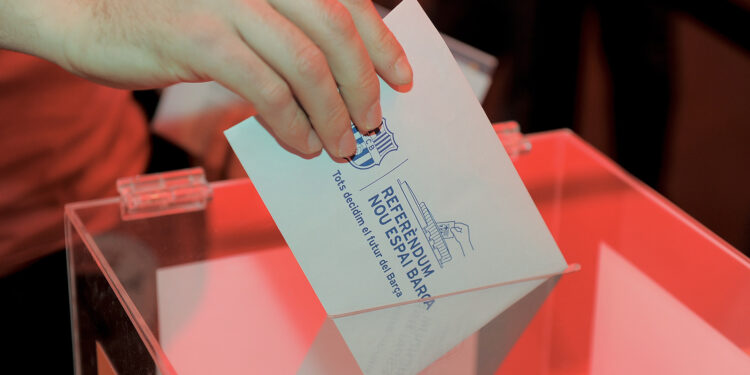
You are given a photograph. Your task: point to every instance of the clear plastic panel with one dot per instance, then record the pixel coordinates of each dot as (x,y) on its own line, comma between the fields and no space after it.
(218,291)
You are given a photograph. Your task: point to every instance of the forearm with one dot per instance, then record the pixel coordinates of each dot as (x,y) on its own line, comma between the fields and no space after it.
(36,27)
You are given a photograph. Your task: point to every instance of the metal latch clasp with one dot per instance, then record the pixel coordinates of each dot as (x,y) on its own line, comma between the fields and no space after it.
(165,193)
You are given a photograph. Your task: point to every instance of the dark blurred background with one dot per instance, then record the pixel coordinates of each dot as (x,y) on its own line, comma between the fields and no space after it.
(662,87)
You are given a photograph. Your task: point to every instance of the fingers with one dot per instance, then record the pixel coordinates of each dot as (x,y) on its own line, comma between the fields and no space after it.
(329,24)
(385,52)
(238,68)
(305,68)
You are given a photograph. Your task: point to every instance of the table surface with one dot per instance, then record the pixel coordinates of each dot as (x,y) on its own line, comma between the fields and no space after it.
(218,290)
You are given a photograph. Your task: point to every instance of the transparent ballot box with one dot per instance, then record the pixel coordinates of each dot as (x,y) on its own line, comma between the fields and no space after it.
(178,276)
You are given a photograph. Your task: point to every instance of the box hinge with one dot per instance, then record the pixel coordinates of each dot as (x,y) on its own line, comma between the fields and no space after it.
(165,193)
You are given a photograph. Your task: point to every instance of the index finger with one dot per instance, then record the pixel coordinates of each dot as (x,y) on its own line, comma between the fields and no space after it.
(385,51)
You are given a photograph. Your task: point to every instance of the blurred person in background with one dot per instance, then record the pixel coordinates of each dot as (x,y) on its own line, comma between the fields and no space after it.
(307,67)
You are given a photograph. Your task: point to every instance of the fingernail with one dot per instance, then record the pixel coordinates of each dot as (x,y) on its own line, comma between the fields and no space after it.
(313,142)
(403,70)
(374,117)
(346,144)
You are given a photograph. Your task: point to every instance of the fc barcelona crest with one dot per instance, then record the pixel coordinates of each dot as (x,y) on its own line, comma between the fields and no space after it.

Your task:
Write out every entry again word for word, without any of the pictures.

Answer box:
You are given a photograph. Your task: point to every instance of the clear plastic panel with one dot per instance, then record the pixel coordinates of each dot as (x,y) on its own line, comma between the fields and no space after it.
(218,291)
You are given a photograph. Your task: point to every instance of the forearm with one dot per instance, then record the pixel coordinates of each dot as (x,y) on its own line, comma between the fields and no space after it.
(36,27)
You are given a photograph. Your task: point to every instance of the metal latch clasp with one dot per instance, then record the pixel coordinates of each dot as (x,y) on its own line, comma between the fields and no space after it.
(165,193)
You are given a photograph. Your task: point to every instance of the dark blurred background with one dot per instance, then record the pixel coordinates of each dot as (x,y) on its own line, comma between the fields and no space after it.
(662,87)
You are given a photograph. Your task: point to every instance of the fingers with one dot per instance, then record the pixel coordinates of each dot as (x,y) on its own line, comma between the fields and no space after it.
(329,24)
(385,52)
(238,68)
(305,68)
You are given a photograph. Your task: point to every instance of the table surface with one dot per instance, then record the pixel coordinates of each dot as (x,y) on its own line, comma between the fields and no space after it.
(218,290)
You are given a photograph. Your task: point to every instance of the transparent ballot box with one dot per instance, then record the pixel coordinates of each dot as (x,y) on its own line, comma between the fields and no space after it.
(178,276)
You are given a photograph. Your task: point to every instance of the box hinge with one dot per instance, then record the pixel coordinates of each dot as (x,y) on its own line, comma between the fields and no space after it.
(165,193)
You are given a photograph. Your task: point to every instance of the index finger with one dot per instance, then record the pixel coordinates of each dot as (x,y) on its own line, comma between the fields and no space after it.
(385,51)
You are given a photograph. Your task: point to every instance of the blurred person in background with one dot per instance, then record the pixel coordinates of each dot as (x,y) on its own line, comma between the fields and no space after it.
(307,67)
You are given a photograph. Your task: point to every instance of the fingernail with one dot per instance, then record the pixel coordinates of each dot as (x,y) on its own line, comma between the fields and no space after it.
(313,142)
(403,70)
(374,117)
(346,144)
You are given a photograph. Your task: point to every instance of the fc barcelona crest with one dot per instance, then record the pixel coordinates of each dot as (x,y) on its own line, comma between the fields and no space after it.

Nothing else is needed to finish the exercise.